Robledo manoteó el revólver del tablero, se bajó del auto y marchó como un autómata con una linterna en la mano. Virginia seguía caminando. No se dio vuelta. Creía que iba hacia un lugar seguro. No se imaginaba que la seguía una luz. Y detrás de esa luz, iba un chico un poco más grande que ella, de apariencia inofensiva y sumiso, que estaba dispuesto a ejecutarla. Robledo apuró el paso. Estaba a seis metros. Ella caminaba aferrada a la cartera. Suponía que escapa del peligro.
Estaba acostumbrada a eso. Desde que había sido reclutada por una red de trata, que la obligaba a prostituirse, no hizo más que sobrevivir. Pero Robledo no dudó. La mató a balazos.
Subió al auto. Luego, la pareja chocó el Fairlane en un letrero de indicaciones camineras cerca de una fábrica de la Panamericana. Abandonaron el auto y subieron al colectivo verde 315, número 15 (en su confesión Robledo se acordará con precisión el color y el número de la unidad). Se bajaron en la calle Ugarte, en Olivos. Tenían hambre. Por eso comieron una pizza y tomaron cerveza. Estaban tranquilos, como si no hubiese pasado nada.

INFORMACIÓN PROPORCIONADA:
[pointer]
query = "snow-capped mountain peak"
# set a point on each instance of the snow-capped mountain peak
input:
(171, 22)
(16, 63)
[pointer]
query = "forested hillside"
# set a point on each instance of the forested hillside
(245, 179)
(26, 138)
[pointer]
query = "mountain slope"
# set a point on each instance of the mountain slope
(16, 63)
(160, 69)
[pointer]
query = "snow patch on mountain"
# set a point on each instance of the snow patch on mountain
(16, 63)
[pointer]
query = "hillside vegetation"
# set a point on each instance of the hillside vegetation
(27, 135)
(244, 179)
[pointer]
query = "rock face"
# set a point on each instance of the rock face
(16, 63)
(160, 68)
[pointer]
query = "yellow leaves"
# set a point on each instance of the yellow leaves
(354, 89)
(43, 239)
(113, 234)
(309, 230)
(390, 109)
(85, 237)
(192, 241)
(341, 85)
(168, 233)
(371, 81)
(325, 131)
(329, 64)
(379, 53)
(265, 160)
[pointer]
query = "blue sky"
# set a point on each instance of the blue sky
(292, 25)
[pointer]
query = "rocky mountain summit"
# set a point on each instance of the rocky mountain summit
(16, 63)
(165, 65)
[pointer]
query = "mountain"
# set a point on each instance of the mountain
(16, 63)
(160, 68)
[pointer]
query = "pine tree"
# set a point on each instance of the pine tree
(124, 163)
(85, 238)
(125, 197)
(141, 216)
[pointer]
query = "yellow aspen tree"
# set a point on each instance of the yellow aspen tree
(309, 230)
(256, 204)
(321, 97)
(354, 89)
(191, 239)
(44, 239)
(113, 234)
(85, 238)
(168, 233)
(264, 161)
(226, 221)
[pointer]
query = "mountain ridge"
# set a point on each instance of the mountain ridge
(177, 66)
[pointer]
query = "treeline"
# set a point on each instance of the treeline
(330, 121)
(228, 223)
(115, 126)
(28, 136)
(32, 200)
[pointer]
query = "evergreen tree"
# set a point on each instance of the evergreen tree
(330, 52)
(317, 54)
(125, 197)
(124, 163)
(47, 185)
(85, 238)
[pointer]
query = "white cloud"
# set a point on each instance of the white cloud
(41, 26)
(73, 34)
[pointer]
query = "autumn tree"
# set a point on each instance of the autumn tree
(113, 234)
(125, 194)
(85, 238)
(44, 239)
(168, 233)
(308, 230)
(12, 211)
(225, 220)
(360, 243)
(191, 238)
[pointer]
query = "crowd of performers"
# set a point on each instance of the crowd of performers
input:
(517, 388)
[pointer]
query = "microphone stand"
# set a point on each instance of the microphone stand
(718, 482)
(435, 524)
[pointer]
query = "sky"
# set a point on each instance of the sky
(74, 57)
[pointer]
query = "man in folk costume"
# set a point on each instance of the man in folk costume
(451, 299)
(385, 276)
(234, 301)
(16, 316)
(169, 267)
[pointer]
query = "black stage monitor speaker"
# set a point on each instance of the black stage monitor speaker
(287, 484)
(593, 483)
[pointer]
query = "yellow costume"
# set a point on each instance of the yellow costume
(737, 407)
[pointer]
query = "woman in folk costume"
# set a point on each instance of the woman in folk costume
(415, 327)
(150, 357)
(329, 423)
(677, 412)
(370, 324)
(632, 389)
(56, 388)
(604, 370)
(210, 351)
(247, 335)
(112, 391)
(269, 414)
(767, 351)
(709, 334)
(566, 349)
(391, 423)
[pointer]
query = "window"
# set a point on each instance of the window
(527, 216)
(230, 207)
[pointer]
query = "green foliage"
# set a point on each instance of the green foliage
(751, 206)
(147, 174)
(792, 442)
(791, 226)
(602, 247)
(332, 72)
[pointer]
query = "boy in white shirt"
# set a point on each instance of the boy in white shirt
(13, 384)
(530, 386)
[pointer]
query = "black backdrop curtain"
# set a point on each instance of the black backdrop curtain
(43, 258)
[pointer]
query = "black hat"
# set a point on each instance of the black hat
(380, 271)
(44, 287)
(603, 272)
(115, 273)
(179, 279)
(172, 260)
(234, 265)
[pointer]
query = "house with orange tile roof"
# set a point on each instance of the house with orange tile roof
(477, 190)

PROBLEMA A RESOLVER: Devuelve, sin cambiar una sola palabra, la parte del fragmento que arranca con "Estaba acostumbrada a" y continúa hasta "hubiese pasado nada.".

EJERCICIO RESUELTO:
Estaba acostumbrada a eso. Desde que había sido reclutada por una red de trata, que la obligaba a prostituirse, no hizo más que sobrevivir. Pero Robledo no dudó. La mató a balazos.
Subió al auto. Luego, la pareja chocó el Fairlane en un letrero de indicaciones camineras cerca de una fábrica de la Panamericana. Abandonaron el auto y subieron al colectivo verde 315, número 15 (en su confesión Robledo se acordará con precisión el color y el número de la unidad). Se bajaron en la calle Ugarte, en Olivos. Tenían hambre. Por eso comieron una pizza y tomaron cerveza. Estaban tranquilos, como si no hubiese pasado nada.